- _Your assignment_: Among the entries below, find the lines holding "sunglasses" and copy them.

- _Records supplied_:
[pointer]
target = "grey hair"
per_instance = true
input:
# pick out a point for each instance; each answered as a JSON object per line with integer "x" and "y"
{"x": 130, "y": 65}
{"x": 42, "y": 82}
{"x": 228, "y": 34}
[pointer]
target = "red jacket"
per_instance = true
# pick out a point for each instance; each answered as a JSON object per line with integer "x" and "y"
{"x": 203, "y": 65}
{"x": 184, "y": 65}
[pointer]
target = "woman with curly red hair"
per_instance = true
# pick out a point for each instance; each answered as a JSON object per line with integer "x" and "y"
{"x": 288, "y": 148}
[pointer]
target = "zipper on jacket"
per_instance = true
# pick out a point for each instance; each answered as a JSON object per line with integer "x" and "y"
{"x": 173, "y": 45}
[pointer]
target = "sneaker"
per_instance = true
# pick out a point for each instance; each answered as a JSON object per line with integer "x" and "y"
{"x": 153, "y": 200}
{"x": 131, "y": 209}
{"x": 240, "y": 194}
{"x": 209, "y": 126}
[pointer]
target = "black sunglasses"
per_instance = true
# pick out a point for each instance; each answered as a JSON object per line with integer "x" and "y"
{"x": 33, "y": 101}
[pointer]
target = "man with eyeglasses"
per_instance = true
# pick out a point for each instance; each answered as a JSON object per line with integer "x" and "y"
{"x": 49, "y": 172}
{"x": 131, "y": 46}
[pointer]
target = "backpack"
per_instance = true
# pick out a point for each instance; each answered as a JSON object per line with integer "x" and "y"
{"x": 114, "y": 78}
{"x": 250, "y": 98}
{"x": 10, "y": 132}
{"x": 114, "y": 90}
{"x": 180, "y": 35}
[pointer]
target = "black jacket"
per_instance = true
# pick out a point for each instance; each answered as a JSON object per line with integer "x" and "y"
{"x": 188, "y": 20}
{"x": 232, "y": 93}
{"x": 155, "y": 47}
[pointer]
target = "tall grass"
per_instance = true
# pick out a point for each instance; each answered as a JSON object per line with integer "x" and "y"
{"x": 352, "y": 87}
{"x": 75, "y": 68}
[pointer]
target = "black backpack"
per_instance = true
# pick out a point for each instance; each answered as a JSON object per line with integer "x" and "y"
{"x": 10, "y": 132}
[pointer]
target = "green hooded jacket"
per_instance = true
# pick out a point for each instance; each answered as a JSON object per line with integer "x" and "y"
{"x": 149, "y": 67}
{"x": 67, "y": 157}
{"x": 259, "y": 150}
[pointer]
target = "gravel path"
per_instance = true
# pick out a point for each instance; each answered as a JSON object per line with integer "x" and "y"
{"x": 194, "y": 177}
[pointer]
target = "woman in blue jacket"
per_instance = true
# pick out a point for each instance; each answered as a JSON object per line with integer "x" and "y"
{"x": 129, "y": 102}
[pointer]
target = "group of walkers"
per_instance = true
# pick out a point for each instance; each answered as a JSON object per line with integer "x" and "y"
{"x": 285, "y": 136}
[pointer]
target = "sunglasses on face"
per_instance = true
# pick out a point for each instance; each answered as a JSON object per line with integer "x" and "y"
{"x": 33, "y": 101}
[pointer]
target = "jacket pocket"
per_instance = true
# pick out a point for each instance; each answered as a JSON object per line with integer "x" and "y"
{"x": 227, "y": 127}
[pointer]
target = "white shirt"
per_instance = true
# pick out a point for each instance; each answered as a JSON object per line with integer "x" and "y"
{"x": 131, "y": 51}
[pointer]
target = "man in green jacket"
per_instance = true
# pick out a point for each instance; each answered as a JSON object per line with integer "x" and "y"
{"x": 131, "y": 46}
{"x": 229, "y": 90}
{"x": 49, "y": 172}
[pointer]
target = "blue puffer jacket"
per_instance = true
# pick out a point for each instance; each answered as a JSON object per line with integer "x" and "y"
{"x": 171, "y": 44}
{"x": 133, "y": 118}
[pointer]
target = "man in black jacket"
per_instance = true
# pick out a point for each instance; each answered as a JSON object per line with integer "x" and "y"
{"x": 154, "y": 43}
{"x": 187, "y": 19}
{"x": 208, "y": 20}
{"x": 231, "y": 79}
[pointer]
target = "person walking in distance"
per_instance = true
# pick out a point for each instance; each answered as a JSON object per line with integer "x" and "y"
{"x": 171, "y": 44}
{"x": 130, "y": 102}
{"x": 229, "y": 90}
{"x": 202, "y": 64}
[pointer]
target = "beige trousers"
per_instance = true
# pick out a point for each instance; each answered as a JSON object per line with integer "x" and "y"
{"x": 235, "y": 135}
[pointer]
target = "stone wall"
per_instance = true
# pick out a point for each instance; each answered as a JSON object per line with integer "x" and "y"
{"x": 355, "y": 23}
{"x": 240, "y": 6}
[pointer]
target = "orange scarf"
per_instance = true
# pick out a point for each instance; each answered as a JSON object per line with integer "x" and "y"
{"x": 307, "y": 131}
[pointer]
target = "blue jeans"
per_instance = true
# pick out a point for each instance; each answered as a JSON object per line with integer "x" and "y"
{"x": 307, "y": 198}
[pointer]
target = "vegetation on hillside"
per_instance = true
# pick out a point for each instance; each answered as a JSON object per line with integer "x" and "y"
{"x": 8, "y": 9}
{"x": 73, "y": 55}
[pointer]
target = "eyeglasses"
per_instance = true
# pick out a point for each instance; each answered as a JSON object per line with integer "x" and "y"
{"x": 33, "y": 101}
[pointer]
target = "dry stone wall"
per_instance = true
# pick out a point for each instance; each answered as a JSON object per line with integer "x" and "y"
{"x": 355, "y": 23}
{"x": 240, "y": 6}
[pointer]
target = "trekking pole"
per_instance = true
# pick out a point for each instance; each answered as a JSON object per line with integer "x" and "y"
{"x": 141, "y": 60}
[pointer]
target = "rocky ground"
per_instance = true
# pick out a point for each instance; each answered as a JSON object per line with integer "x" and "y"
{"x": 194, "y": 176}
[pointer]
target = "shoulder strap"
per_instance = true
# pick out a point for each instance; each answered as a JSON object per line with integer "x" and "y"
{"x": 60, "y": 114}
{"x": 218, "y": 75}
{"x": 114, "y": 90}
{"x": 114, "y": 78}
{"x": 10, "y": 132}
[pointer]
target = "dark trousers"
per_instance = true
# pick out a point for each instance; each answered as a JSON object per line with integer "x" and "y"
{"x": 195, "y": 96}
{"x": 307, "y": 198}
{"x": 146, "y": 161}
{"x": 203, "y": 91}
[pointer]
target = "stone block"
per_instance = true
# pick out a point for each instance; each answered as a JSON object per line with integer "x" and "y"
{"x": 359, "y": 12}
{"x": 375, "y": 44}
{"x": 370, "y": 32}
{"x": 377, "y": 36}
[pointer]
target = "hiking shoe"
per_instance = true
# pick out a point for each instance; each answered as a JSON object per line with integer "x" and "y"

- _Task output_:
target = "black sunglasses"
target = "sunglasses on face"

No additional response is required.